TASK OBJECTIVE: As an exercise in exact copying, transcribe the lines below from the one holding "Where can you see the wooden shelf" through the last, with both ends included and pictures left out.
* BEGIN INPUT ROWS *
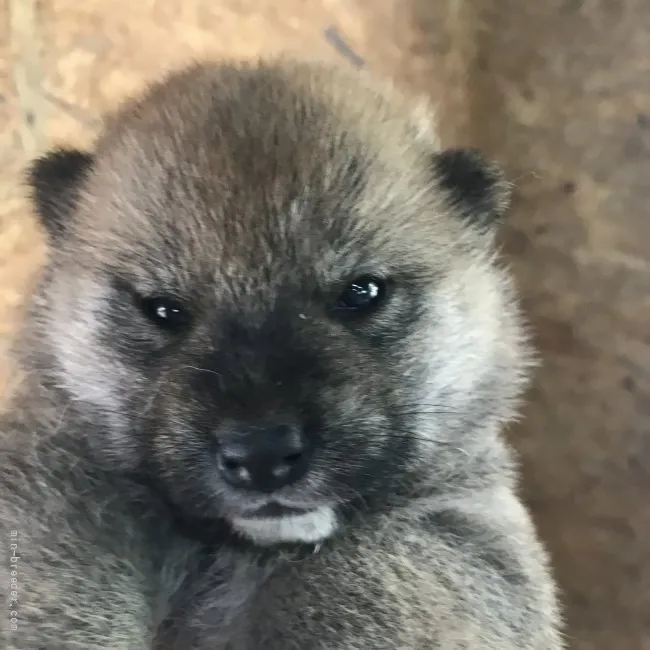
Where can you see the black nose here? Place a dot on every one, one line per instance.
(265, 459)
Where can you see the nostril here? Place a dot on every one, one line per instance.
(230, 464)
(291, 459)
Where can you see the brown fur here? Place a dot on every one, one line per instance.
(254, 195)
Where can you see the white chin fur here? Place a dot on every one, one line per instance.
(311, 527)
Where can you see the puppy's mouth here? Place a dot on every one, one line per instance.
(273, 509)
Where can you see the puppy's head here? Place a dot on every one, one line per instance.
(270, 286)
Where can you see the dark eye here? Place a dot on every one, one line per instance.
(363, 295)
(166, 313)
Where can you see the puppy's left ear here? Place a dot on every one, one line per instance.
(55, 180)
(476, 187)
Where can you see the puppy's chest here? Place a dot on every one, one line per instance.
(220, 599)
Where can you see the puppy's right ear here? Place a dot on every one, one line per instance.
(55, 180)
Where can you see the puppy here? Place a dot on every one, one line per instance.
(267, 367)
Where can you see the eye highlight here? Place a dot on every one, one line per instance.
(362, 296)
(167, 313)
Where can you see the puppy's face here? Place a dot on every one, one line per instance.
(271, 291)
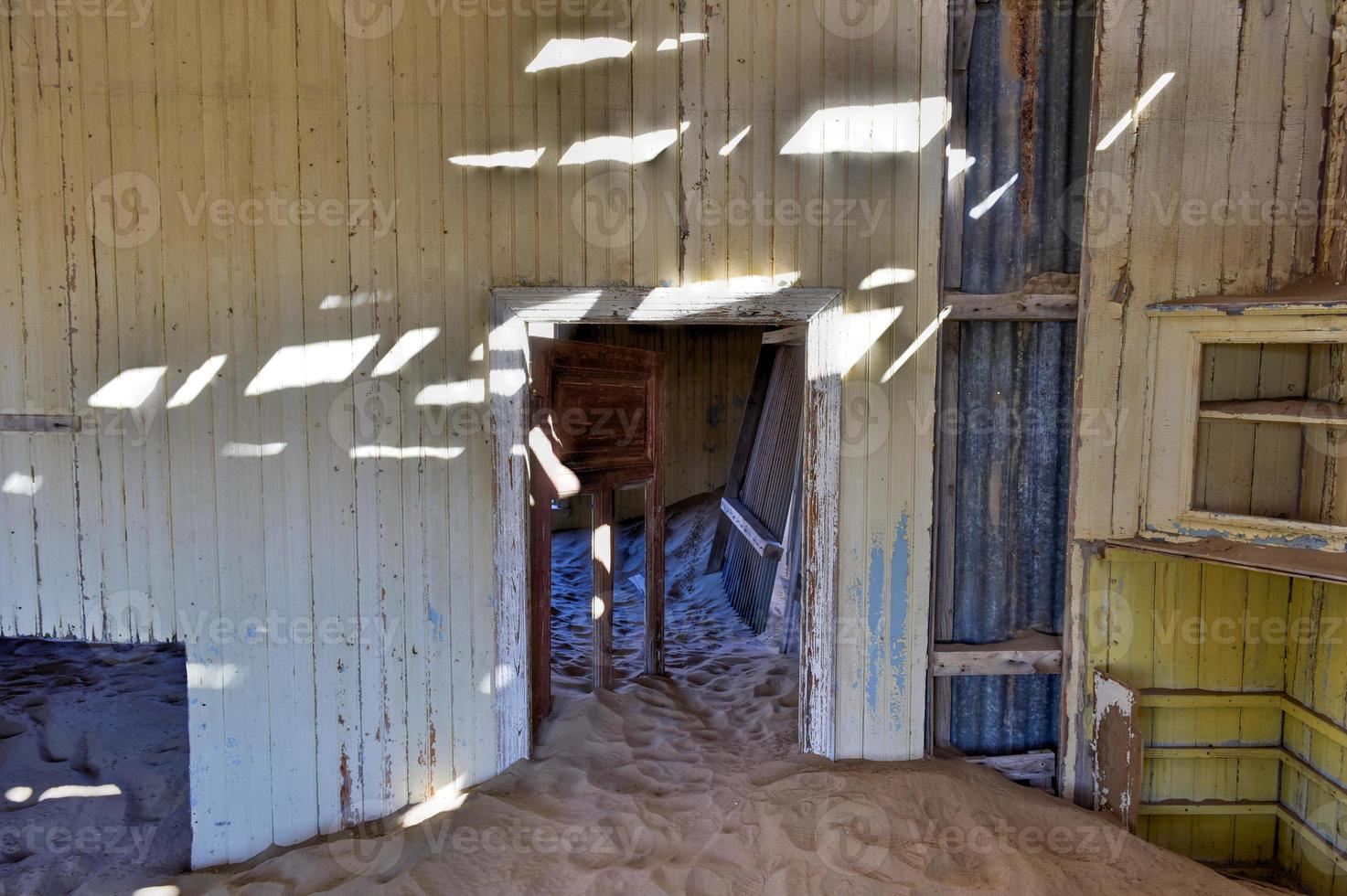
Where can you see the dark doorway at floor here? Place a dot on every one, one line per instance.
(93, 765)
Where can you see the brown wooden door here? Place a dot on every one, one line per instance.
(597, 423)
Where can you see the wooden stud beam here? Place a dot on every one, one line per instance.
(786, 336)
(1301, 562)
(39, 423)
(1303, 411)
(1028, 654)
(1011, 306)
(752, 528)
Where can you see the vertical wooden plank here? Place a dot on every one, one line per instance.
(819, 596)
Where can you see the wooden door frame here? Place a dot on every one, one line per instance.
(512, 310)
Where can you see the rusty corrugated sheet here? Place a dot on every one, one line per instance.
(1010, 517)
(1028, 119)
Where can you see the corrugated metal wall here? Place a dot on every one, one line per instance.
(1010, 517)
(1027, 120)
(1028, 125)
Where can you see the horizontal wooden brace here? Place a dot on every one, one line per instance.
(1011, 306)
(752, 528)
(1300, 411)
(39, 423)
(1210, 807)
(1042, 763)
(1303, 562)
(1028, 654)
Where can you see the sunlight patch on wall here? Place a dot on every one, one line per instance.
(22, 484)
(452, 394)
(412, 453)
(130, 389)
(636, 150)
(1135, 113)
(563, 51)
(197, 381)
(687, 37)
(302, 366)
(888, 276)
(738, 138)
(252, 449)
(71, 791)
(508, 159)
(892, 127)
(916, 344)
(986, 205)
(407, 347)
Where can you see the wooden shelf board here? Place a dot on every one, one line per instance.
(1300, 562)
(1303, 411)
(1028, 654)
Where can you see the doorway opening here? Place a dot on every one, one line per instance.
(814, 317)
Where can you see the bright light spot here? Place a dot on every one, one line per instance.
(450, 394)
(197, 381)
(213, 678)
(729, 147)
(412, 453)
(959, 162)
(671, 43)
(22, 484)
(252, 449)
(404, 349)
(68, 791)
(442, 801)
(912, 349)
(636, 150)
(301, 366)
(893, 127)
(888, 276)
(563, 51)
(1135, 113)
(861, 330)
(509, 159)
(130, 389)
(982, 208)
(358, 301)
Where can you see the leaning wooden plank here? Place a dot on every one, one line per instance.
(760, 537)
(39, 423)
(1028, 654)
(1276, 411)
(1011, 306)
(1117, 750)
(743, 449)
(1300, 562)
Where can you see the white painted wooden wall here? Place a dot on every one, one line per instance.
(255, 488)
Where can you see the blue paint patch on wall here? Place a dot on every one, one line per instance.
(900, 602)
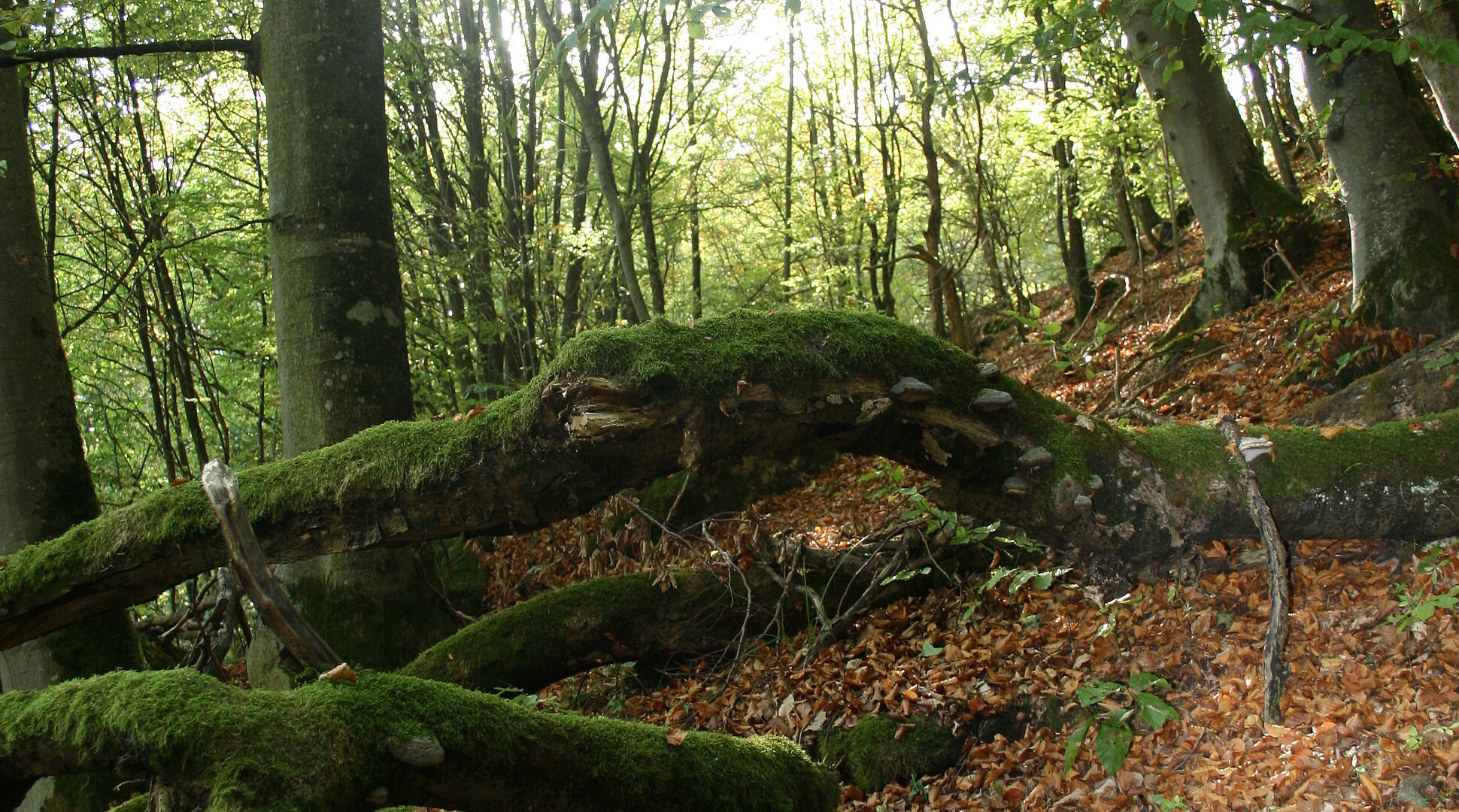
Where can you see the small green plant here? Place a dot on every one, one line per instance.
(1440, 360)
(1414, 608)
(1069, 353)
(1114, 732)
(1415, 604)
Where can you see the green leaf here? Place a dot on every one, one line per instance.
(1096, 692)
(1112, 744)
(1071, 747)
(1154, 710)
(1145, 681)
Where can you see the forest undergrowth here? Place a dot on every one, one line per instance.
(1372, 707)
* END INPUT ROWS *
RIGHT ANSWER:
Where can you see the wooden shelf board here? Place a dot on every one, one line per instance.
(1300, 562)
(1303, 411)
(1028, 654)
Where can you see the doorway opening here? Place a dot on every one, one line per instance.
(814, 317)
Where can you see the bright light spot here? Place a dot on every one, one line per instance.
(450, 394)
(197, 381)
(213, 678)
(729, 147)
(412, 453)
(959, 162)
(671, 43)
(22, 484)
(252, 449)
(404, 349)
(68, 791)
(442, 801)
(912, 349)
(636, 150)
(301, 366)
(893, 127)
(888, 276)
(563, 51)
(1135, 113)
(861, 330)
(509, 159)
(130, 389)
(982, 208)
(358, 301)
Where can you see the leaning wooden plank here? Place a dot on every one, one line per instance.
(760, 537)
(39, 423)
(1028, 654)
(1276, 411)
(1011, 306)
(1117, 750)
(743, 449)
(1300, 562)
Where can you see the white painted wooden wall here? Place a dot on every one, one line per instance.
(255, 488)
Where can you see the blue paint patch on wall here? Place a dot on every one, one line per instance.
(900, 602)
Where can you see the small green plant here? Place a dot on every one, one line per instance.
(1440, 360)
(1414, 608)
(1069, 353)
(1114, 732)
(1415, 604)
Where can you see the green leaf here? Place a dot on every one, one line per instance.
(1096, 692)
(1112, 744)
(1071, 747)
(1154, 710)
(1145, 681)
Where can you see the forest undergrowth here? Place a dot on every one, one line per instance.
(1372, 707)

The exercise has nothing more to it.